## Goals
A – Render this sentence from the passage about Mickey and Mallory into Spanish: "The second is the disturbing tension within Mickey and Mallory themselves."
B – Carry on the passage about Mickey and Mallory, picking up right after its final sentence.

## Supplied passage
================================

Only love this powerful and intense is strong enough to do battle with the anger and the urge to revenge that is born of abuse and injustice of the most viciously inhuman and life-killing varieties.  No romance of the hearts and flowers variety is going to appeal to the Mickeys and Mallorys of this world, or to the Mickeys and Mallorys within each of us.

When Mickey bludgeons Mallory’s arrogant, malicious, self-absorbed, incesting father — when Mallory sets fire to her mother for standing back and doing nothing while her father abused her, when she drowns her father almost accidentally in the fish tank, then jumps up and down in giddy glee when she realizes that she has risen up and overthrown him — their acts have the purity of psychic justice.  “I am a new woman now!” Mallory exclaims afterwards.  To her wide-eyed little brother she exults, “You’re free, Kevin.”  (He responds with a wide, boyish grin.)  When Mallory kicks the shit out of a leering, presumptuous, asinine cowboy who considers her fair game for lewd gestures and come-ons because she is dancing sexily to music on the jukebox, we are offered this same kind of primal vigilante satisfaction (not unlike the scene in which the would-be rapist is murdered in Thelma and Louise).

This is the intensity of vengeance born of being profoundly used and abused.  It is a kind of primal anger we all carry, whether or not we were as severely abused as Mickey and Mallory.  Wayne Gale, the film’s cynical, selfish, sensationalizing media vulture, calls it “vengeance right out of the Bible” — as all-Judeo-Christian as Calvary pie.  This is the spirit in which Mickey and Mallory’s love for each other is born — the righteous release of that which makes ultimate psychic sense but is forever suppressed and denied.  It is the connection between two people who swear giddy allegiance to psychic truth, no matter what the social consequences.  (Listen up, all ye perverts….)

* * * * *

The Wedding Within the War

There are two main tensions in this film.  The first is the Sadeian dichotomy between the inhuman, soulless insanity of the keepers of world order (psychotic cops, sadistic prison wardens, narcissistic media vultures) and the bizarre purity of Mickey and Mallory’s passionate love for each other.  The second is the disturbing tension within Mickey and Mallory themselves.

================================

Object location annotation records
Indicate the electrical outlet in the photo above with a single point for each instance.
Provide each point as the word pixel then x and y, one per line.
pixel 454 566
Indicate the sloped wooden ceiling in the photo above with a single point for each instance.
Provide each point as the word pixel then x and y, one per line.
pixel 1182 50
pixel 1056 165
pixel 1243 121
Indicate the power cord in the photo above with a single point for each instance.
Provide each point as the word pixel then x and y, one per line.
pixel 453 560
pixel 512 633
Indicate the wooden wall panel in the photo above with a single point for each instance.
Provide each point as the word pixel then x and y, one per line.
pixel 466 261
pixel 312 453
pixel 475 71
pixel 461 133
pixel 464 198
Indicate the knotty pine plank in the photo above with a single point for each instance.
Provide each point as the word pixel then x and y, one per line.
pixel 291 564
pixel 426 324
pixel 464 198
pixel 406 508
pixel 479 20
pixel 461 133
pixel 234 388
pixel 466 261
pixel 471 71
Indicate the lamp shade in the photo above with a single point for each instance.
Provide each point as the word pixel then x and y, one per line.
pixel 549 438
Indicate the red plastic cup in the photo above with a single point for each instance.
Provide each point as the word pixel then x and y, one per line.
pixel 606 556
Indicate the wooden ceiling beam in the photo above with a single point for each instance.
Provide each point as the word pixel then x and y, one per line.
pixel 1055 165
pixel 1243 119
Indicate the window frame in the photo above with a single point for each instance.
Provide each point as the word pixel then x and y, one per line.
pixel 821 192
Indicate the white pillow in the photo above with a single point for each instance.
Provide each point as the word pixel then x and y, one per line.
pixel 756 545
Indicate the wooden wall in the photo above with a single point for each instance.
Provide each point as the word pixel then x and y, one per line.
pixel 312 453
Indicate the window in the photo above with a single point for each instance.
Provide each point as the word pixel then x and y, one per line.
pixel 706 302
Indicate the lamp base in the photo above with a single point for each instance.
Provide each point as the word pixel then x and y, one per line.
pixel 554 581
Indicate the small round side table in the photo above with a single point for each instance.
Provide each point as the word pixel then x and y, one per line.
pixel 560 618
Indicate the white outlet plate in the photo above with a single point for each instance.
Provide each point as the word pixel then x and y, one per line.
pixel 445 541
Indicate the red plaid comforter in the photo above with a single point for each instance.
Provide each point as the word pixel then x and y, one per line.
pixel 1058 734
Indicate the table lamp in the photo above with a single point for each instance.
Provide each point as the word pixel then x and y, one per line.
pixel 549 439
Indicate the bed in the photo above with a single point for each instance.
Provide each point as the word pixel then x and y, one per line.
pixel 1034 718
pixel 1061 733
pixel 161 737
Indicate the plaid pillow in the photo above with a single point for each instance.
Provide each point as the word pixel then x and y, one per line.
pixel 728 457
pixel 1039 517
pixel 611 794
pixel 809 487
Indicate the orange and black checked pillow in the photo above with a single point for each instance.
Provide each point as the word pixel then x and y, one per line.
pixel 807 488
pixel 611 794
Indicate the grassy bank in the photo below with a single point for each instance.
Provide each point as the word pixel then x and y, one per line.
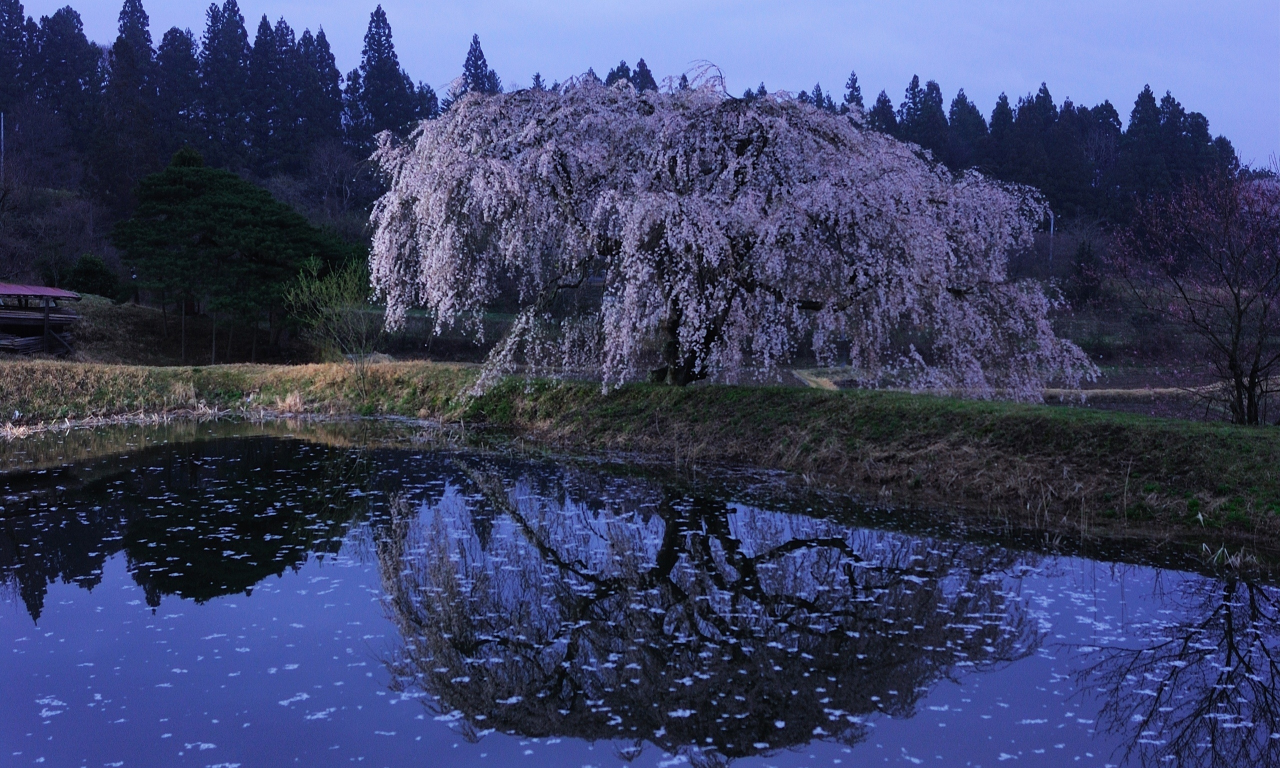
pixel 1064 471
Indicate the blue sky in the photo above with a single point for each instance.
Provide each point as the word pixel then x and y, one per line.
pixel 1217 58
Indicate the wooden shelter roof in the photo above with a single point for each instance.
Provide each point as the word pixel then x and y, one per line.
pixel 13 289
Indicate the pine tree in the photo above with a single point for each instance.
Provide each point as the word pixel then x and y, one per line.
pixel 1000 145
pixel 912 108
pixel 967 140
pixel 641 78
pixel 68 73
pixel 14 78
pixel 275 86
pixel 476 76
pixel 224 83
pixel 177 112
pixel 882 117
pixel 853 91
pixel 320 91
pixel 127 145
pixel 821 100
pixel 355 122
pixel 388 100
pixel 135 28
pixel 618 73
pixel 932 132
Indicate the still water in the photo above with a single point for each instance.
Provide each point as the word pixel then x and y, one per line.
pixel 243 598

================================

## Task-by-task outputs
A – La segunda es la inquietante tensión dentro de los propios Mickey y Mallory.

B –
On the one hand, Mickey and Mallory are embodiments of unrestrained violent reaction of the most infantile and dangerous kind; on the other hand, they are the keepers of an undeniable wisdom and perspective.  We cannot wholeheartedly embrace Mickey and Mallory.  (Those who do in the film are ridiculed by Stone.)  These are not outlaw heroes of the Butch Cassidy/Sundance Kid variety.  But we cannot dismiss them either.  What we are asked to acknowledge is the integrity and insight that comes from entering the American heart of darkness so honestly and completely.

In an exquisitely beautiful ceremony by the side of the road, high above a scenic gorge, Mickey and Mallory exchange uncultured marriage vows as profound and poetic as any measured wedding recitation of Khalil Gibran.  Mickey offers his marriage vow “before [God] and this river and this mountain and everything we don’t know about.”   He pronounces the two of them husband and wife “by the power vested in me as god of my world.”  “For all eternity, until you and I die, and die, and die again,” Mallory adds.  It is the film’s most lyric respite from its otherwise unrelenting manic chaos.  The two crazed lovers slice open and press their gashed palms together in ultimate blood bonding that is at once grotesque and moving.  They exchange snake wedding bands while Mallory’s improvised long white veil falls dizzyingly into the abyss against a backdrop of uncontaminated natural beauty.

The thread of their Mickey and Mallory’s love for each other runs throughout the film, a tender counterpoint to the violence and mayhem.  Separated in prison, they dream of each other and write the tenderest of love letters.  Their main goal in getting out of prison is to be reunited.  In the end, they ride lovingly off into the sunset with their RV and their 2.5 children (Mallory is pregnant with the third), suffused with the glow of the American dream.  Mickey and Mallory:  the all-American couple.  You’ve got to love these two, even as you see through them.  And see through them, even as you love them.  As the prison warden teases sleaze-cop Jack Scagnetti when he is about to finally meet (and try to kill) Mallory, the girl of his dreams, “You know her, you love her, you cannot fucking live without her.”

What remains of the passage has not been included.